### Task
Render every line of the records below as a JSON list of strings, one string per line, omitting blank lines and the pictures.

### Supplied data
%%
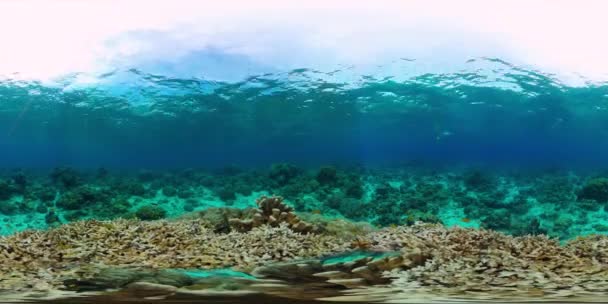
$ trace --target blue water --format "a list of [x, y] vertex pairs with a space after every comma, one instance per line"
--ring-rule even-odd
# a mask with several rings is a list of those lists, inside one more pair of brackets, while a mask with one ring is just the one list
[[119, 69], [5, 79], [0, 167], [608, 160], [608, 86], [498, 59], [467, 64], [407, 77], [298, 69], [220, 82]]

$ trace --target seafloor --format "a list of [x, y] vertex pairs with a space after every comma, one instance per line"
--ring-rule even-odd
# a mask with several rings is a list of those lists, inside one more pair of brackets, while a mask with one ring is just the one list
[[0, 301], [603, 302], [603, 176], [6, 170]]

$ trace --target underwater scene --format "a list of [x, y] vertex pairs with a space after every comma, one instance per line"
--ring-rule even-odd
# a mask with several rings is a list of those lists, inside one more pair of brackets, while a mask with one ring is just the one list
[[220, 49], [0, 78], [0, 303], [607, 301], [606, 82]]

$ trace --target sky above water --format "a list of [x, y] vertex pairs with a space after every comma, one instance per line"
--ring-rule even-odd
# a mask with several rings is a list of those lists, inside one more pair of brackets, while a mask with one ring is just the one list
[[411, 59], [412, 69], [436, 73], [486, 56], [601, 81], [606, 11], [606, 1], [4, 0], [0, 75], [136, 67], [238, 80]]

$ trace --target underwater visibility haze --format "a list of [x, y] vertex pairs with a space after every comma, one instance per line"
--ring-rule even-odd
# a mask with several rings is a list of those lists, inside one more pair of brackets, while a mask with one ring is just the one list
[[125, 30], [102, 69], [2, 71], [0, 302], [608, 298], [606, 82], [503, 49], [408, 53], [392, 27], [356, 33], [373, 64], [324, 53], [341, 27], [289, 56], [300, 23], [269, 20]]

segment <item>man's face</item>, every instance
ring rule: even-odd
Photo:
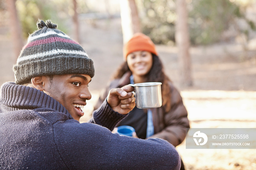
[[[91,78],[87,74],[56,75],[47,81],[44,92],[63,105],[74,119],[79,121],[84,113],[81,109],[91,95],[88,84]]]

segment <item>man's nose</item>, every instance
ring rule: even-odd
[[[84,98],[87,100],[91,98],[91,94],[89,91],[88,88],[81,91],[79,96],[80,98]]]

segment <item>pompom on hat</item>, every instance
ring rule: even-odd
[[[93,77],[93,60],[83,47],[57,29],[48,20],[30,35],[13,67],[15,82],[23,84],[32,78],[45,75],[82,74]]]
[[[131,53],[137,51],[146,51],[158,55],[155,44],[148,36],[138,32],[124,46],[124,59],[126,61],[127,55]]]

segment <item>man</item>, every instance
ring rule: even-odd
[[[38,27],[14,67],[15,83],[1,87],[1,169],[178,169],[167,141],[111,132],[135,106],[131,87],[111,89],[92,123],[79,123],[91,98],[93,61],[56,25]]]

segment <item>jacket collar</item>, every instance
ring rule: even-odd
[[[1,112],[40,108],[53,109],[73,119],[68,111],[56,100],[39,90],[13,82],[7,82],[1,88]]]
%%
### Problem solution
[
  "$ trace --target blue water --format \"a list of [x, y] vertex pairs with a space after every comma, one instance per line\"",
  "--ring-rule even-odd",
  "# a mask with several rings is a list of those lists, inside one more pair of brackets, while a mask with one ring is just the one list",
  "[[119, 69], [5, 79], [0, 167], [608, 160], [608, 86], [498, 59], [467, 64], [407, 77], [298, 69], [220, 82]]",
  "$ trace --target seafloor --format \"a list of [x, y] vertex pairs with a space after every comma, one instance per line\"",
  "--ring-rule even-odd",
  "# a mask with several rings is a list of those lists, inside one more pair of brackets, while a mask with one ring is just the one list",
  "[[0, 301], [603, 302], [603, 176], [6, 170]]",
  "$ trace --target underwater scene --format \"a list of [x, y] vertex pairs with a space after every comma, one instance per line\"",
  "--ring-rule even-odd",
  "# a mask with several rings is a list of those lists, inside one more pair of brackets, while a mask with one ring is just the one list",
  "[[220, 49], [0, 78], [0, 303], [607, 301], [606, 82]]",
  "$ trace --target sky above water --format \"a list of [x, y] vertex pairs with a space after every comma, one instance per line\"",
  "--ring-rule even-odd",
  "# a mask with several rings is a list of those lists, inside one more pair of brackets, while a mask with one ring is just the one list",
  "[[411, 59], [412, 69], [436, 73], [486, 56], [601, 81], [606, 11], [606, 1], [4, 0], [0, 75], [136, 67], [238, 80]]",
  "$ trace --target underwater visibility haze --format \"a list of [x, y] vertex pairs with a space after every comma, one instance per line\"",
  "--ring-rule even-odd",
  "# a mask with several rings is a list of those lists, inside one more pair of brackets, while a mask with one ring is just the one list",
  "[[125, 30], [102, 69], [2, 71], [0, 302], [608, 298], [606, 82], [503, 49], [408, 53], [392, 27], [356, 33], [373, 64], [324, 53], [341, 27], [289, 56], [300, 23], [269, 20]]",
  "segment <item>man's face</item>, every instance",
  "ring rule: even-odd",
  "Photo:",
  "[[[91,78],[87,74],[56,75],[47,81],[44,92],[63,105],[74,119],[79,121],[84,113],[81,109],[91,95],[88,84]]]",
  "segment <item>man's nose</item>, every instance",
  "ring rule: even-odd",
  "[[[84,98],[87,100],[91,98],[91,94],[89,91],[88,88],[81,91],[79,96],[80,98]]]",
  "segment <item>pompom on hat</item>, every instance",
  "ring rule: even-odd",
  "[[[93,77],[93,60],[83,47],[57,29],[48,20],[30,35],[13,67],[15,82],[23,84],[32,78],[45,75],[82,74]]]",
  "[[[131,53],[137,51],[146,51],[158,55],[155,44],[148,36],[138,32],[124,46],[124,59],[126,61],[127,55]]]",
  "segment <item>man</item>, every instance",
  "ring rule: even-odd",
  "[[[38,27],[14,67],[15,83],[1,87],[1,169],[178,169],[167,141],[111,132],[135,106],[131,87],[111,89],[92,123],[79,123],[91,98],[93,61],[56,25]]]",
  "segment <item>jacket collar</item>, every instance",
  "ring rule: even-odd",
  "[[[1,112],[40,108],[53,109],[73,119],[68,111],[56,100],[39,90],[13,82],[7,82],[1,88]]]"
]